» **Problem details**:
In the listing below, rewrite the lines from the line containing "Where is the church tower" through the line containing "left=0, top=18, right=74, bottom=96", with "dormer window" replaced by "roof window" and all else unchanged. Give only those lines.

++++++++

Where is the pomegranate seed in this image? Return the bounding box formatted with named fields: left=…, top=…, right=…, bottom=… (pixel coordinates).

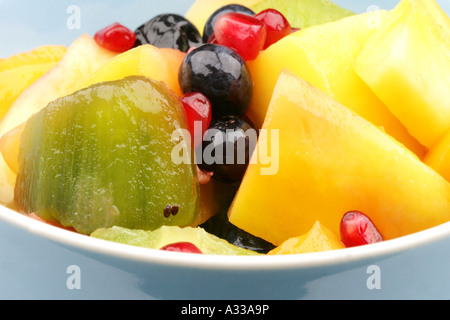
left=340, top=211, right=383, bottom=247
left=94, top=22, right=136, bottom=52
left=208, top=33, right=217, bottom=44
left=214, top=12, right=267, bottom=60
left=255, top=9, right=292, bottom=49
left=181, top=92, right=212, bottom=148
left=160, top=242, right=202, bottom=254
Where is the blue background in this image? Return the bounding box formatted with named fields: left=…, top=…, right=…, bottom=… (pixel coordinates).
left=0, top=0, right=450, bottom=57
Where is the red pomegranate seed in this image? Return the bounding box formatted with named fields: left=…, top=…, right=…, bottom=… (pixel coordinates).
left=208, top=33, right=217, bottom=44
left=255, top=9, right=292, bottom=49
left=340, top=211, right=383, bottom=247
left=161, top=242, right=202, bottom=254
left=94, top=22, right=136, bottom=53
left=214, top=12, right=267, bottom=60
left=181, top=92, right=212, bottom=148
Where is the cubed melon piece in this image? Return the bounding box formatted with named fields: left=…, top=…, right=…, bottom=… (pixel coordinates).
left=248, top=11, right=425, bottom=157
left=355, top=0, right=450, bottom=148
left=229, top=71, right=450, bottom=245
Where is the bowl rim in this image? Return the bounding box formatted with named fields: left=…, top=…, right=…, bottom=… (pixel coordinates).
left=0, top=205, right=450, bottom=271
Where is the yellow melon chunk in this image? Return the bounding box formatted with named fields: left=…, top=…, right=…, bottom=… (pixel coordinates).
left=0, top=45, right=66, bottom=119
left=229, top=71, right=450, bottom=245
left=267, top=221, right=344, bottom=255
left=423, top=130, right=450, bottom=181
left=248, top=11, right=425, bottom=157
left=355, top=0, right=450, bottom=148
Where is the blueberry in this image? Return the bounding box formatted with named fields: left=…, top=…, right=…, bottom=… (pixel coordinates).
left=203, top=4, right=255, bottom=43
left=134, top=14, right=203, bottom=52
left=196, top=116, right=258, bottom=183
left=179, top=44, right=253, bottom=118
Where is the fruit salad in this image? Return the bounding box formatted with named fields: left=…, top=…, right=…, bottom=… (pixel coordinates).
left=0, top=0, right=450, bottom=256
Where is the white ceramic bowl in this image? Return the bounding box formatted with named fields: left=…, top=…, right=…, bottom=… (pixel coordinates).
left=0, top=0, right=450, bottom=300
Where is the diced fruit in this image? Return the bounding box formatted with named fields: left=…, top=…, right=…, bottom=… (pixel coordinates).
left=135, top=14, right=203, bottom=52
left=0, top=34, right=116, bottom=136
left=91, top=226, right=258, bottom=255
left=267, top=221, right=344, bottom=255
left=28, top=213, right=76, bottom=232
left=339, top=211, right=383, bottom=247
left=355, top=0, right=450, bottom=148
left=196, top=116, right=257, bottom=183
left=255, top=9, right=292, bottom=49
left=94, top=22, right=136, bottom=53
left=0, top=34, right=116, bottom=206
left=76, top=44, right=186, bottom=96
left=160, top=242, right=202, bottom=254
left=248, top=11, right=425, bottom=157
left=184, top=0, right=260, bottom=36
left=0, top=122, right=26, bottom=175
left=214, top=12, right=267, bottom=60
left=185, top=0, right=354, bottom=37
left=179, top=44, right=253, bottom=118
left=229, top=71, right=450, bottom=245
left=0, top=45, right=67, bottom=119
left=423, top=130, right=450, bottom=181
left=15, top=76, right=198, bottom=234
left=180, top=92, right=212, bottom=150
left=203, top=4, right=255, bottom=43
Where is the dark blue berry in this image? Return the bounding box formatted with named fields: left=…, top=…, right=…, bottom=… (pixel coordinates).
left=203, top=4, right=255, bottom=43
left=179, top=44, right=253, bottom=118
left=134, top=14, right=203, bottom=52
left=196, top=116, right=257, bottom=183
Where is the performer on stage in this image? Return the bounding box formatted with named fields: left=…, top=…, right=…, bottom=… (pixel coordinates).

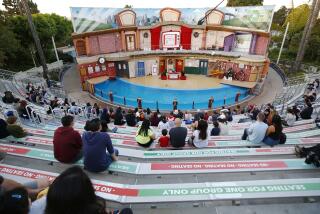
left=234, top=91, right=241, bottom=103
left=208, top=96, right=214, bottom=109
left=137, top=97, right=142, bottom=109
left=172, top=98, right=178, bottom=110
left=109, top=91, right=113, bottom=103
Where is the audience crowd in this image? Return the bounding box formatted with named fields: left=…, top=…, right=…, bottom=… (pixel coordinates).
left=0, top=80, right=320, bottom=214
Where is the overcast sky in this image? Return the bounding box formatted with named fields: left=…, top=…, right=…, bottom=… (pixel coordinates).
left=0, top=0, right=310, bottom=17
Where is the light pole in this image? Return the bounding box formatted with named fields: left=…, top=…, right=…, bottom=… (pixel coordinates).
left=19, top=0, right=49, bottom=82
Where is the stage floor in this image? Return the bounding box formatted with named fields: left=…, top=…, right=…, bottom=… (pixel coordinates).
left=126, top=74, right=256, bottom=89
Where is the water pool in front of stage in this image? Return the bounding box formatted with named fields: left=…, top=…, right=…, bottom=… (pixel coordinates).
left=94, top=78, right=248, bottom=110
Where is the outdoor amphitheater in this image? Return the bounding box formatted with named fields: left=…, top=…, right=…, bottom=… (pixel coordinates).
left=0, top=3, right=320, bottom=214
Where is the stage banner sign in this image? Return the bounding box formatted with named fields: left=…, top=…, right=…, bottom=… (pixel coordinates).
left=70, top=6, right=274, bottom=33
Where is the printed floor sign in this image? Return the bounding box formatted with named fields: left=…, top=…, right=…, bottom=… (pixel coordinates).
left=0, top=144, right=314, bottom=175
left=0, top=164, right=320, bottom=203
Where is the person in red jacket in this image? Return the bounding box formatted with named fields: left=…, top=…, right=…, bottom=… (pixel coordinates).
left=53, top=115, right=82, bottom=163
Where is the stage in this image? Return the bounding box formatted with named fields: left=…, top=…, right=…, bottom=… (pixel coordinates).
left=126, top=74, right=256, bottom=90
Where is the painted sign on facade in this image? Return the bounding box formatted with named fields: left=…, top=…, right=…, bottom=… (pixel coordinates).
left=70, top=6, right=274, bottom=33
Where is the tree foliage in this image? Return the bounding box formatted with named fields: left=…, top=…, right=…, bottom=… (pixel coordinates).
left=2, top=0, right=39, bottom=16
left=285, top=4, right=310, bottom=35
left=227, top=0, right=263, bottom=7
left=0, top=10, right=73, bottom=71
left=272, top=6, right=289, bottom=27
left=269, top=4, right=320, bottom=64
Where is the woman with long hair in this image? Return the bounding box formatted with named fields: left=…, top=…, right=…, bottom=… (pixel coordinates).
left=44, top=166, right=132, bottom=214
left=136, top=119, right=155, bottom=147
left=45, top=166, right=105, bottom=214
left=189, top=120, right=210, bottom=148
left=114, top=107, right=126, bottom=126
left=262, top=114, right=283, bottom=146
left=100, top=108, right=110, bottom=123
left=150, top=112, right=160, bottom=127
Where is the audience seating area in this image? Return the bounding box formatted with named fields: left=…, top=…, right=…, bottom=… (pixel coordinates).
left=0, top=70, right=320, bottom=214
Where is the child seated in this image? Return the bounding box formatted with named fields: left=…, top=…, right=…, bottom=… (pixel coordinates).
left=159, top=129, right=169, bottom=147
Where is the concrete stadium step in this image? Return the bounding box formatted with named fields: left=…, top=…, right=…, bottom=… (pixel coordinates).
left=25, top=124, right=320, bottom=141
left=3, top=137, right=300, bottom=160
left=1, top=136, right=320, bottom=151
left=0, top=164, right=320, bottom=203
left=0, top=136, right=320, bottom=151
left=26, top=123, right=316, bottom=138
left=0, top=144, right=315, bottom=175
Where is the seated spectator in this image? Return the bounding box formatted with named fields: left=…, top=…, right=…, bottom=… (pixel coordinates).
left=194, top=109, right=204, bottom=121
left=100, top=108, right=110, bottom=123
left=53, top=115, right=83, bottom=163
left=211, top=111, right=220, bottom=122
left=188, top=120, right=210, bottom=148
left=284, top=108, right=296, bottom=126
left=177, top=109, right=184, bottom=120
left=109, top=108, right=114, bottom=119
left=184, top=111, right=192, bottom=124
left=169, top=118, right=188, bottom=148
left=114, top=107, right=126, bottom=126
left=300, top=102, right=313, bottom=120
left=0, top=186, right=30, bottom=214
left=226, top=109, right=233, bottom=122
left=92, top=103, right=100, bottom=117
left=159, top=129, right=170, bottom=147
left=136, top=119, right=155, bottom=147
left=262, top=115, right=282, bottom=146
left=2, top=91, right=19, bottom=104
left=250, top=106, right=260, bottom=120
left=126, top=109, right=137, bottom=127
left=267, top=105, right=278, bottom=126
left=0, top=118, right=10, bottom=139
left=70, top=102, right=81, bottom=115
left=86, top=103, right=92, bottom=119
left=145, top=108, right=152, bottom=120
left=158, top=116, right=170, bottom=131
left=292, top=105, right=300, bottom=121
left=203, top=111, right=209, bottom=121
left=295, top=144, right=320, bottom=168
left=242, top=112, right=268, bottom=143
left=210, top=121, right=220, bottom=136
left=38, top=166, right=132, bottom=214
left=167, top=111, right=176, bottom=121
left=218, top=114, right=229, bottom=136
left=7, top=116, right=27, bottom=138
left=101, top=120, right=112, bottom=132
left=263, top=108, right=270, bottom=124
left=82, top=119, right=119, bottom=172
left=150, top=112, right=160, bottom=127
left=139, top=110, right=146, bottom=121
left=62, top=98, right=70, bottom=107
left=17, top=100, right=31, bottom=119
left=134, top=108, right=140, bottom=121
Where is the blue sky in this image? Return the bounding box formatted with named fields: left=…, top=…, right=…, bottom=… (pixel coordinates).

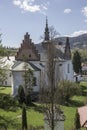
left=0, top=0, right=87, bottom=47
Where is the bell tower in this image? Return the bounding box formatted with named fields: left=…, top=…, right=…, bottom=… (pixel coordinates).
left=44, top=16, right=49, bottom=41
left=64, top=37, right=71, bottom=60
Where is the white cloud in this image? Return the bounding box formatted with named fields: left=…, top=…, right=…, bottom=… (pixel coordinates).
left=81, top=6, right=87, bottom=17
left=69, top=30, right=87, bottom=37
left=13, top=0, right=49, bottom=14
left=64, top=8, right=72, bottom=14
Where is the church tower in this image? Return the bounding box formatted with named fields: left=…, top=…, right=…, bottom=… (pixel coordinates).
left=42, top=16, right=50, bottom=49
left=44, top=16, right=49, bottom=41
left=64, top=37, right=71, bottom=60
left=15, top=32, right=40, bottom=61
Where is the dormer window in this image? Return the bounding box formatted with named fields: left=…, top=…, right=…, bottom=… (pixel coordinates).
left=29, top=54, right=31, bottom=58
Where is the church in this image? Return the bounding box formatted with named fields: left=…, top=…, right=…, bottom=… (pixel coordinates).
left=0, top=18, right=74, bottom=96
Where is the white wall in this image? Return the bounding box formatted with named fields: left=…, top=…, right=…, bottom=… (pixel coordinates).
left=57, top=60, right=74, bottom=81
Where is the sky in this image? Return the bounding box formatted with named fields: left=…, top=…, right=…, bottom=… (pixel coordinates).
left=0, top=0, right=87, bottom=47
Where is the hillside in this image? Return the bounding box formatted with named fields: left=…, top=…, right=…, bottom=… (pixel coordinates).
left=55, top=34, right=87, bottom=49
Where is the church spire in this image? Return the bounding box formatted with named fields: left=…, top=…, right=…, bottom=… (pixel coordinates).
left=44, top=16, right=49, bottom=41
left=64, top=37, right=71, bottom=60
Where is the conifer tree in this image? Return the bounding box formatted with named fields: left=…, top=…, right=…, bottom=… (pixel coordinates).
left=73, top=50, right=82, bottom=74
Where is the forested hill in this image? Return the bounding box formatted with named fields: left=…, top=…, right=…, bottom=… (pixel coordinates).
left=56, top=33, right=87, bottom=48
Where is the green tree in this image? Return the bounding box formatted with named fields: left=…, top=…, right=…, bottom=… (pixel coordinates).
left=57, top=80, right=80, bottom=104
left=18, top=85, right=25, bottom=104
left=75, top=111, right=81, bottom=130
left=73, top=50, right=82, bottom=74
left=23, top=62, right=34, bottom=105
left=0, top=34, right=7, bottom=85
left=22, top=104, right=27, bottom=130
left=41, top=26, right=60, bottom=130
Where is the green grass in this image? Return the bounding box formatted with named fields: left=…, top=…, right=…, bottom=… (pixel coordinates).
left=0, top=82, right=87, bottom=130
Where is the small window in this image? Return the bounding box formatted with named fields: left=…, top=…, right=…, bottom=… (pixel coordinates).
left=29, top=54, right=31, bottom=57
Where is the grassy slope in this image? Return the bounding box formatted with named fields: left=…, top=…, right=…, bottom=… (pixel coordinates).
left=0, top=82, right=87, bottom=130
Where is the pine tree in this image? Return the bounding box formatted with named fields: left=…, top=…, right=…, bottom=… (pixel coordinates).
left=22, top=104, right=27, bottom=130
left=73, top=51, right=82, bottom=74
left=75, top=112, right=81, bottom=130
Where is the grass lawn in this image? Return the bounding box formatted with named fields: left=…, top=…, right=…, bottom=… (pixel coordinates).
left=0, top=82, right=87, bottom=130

++++++++

» **Response**:
Where is the church tower in this image? Return the bounding box formatted with named fields: left=…, top=…, right=…, bottom=… (pixel coordinates).
left=42, top=16, right=50, bottom=49
left=44, top=16, right=49, bottom=41
left=64, top=37, right=71, bottom=60
left=15, top=32, right=40, bottom=61
Where is the roof window in this image? Return the bounding box formatted with named fields: left=…, top=…, right=…, bottom=… (pixel coordinates).
left=29, top=54, right=31, bottom=58
Where is the church in this image? Return the bounding box formatted with named fields: left=…, top=…, right=…, bottom=… (pixel coordinates).
left=0, top=18, right=74, bottom=96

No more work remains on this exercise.